A 'Rescue Mission' is just a job, not a pump for your ePenis

I get rather offended on behalf of other people’s customers when I hear friends and colleagues telling me about horrific ‘Rescue Mission’ projects they are involved with, how feeble and inferior the previous developers of the project were and how only through prodigious effort and liberal application of their own awesomeness, could they and only they, save the day / save the business that hired them.

Taking a step back from this and looking the pheomenon from the outside, you can draw some fairly reasonable assumptions:

This seems to me to be fairly common set of circumstances in the freelance world, at least from my own experience. Does that mean that every time I’ve worked in that situation I’ve been on a ‘Rescue Mission’? No, it means I was hired to do a job and did it.

It seems ‘Rescue Missions’ are only undertaken by ‘Rockstar’ development boutiques where they have ‘Code Ninjas’ and other such nonsense rather than actual developers. To me these kinds of jobs are more about image than actual work – an attempt in fact to turn a decent if ordinary software house into a buzzword itself.

I realise that I may be simplifying here, but there’s another part of this ‘Rescue Mission’ phenomenon that needs to be explored further, and that is showing the flawed code from your predecessors / colleagues in your talks or on the internet to increase the girth of your own ePenis.

I’ve been to a number of conferences and always there is at least one talk which anecdotally shows a sample of code from a ‘Rescue Mission’ and then shows how the person giving the talk saved the universe with his beautiful magical code. Sometimes the beautiful code is an example of the buzzword he’s there to talk about – to serve the dual purpose of increasing his status and to big-up the buzzword to a crowd of eager minds.

In these cases, it’s not unreasonable to assume that the ‘Rescue Mission’ is fictitious -but what if it isn’t? That means this person is not only displaying rampant un-professionalism but may also be playing fast-and-loose with the confidentiality of his client’s information.

*Work instructions*:
1: In the post about 'Rescue Mission' jobs, why does the writer see a problem if the 'Rescue Mission' shown in a conference talk is real?
2: Return the part of the 'Rescue Mission' post that begins at the words "I realise that" and stops after "your own ePenis.".

*Data provided*:

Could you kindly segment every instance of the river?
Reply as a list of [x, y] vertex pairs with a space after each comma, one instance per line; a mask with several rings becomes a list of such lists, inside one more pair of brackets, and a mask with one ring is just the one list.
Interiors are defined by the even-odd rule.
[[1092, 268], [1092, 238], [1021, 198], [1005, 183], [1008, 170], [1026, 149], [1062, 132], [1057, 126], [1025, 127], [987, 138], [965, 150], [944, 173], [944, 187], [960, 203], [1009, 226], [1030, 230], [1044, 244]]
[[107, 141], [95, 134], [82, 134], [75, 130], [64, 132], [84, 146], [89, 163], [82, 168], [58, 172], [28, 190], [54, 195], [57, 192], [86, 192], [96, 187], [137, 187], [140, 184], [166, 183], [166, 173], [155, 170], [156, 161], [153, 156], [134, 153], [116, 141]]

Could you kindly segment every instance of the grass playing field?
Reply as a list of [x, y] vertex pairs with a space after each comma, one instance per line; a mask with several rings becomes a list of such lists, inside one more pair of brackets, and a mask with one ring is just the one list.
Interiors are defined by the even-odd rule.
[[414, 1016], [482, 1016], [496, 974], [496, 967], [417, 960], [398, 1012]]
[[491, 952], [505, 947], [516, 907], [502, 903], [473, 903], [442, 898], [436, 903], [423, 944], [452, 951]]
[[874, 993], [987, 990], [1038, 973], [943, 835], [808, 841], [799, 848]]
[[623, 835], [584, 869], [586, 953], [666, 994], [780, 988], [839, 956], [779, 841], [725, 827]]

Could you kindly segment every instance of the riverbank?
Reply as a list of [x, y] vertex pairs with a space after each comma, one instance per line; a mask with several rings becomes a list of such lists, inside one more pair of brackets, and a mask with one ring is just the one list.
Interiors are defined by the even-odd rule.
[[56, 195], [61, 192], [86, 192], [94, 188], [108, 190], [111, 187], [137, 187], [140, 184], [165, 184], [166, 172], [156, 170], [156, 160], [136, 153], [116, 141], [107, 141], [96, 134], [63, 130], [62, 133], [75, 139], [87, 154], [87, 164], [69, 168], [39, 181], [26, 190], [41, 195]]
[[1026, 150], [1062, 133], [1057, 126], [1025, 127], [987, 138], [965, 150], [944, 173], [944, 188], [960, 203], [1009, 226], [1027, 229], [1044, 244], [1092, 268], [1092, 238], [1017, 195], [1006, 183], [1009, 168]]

*Answers to this exercise*:
1: If the 'Rescue Mission' is real, the speaker is showing rampant unprofessionalism. The speaker may also be playing fast and loose with the confidentiality of the client's information.

2:
I realise that I may be simplifying here, but there’s another part of this ‘Rescue Mission’ phenomenon that needs to be explored further, and that is showing the flawed code from your predecessors / colleagues in your talks or on the internet to increase the girth of your own ePenis.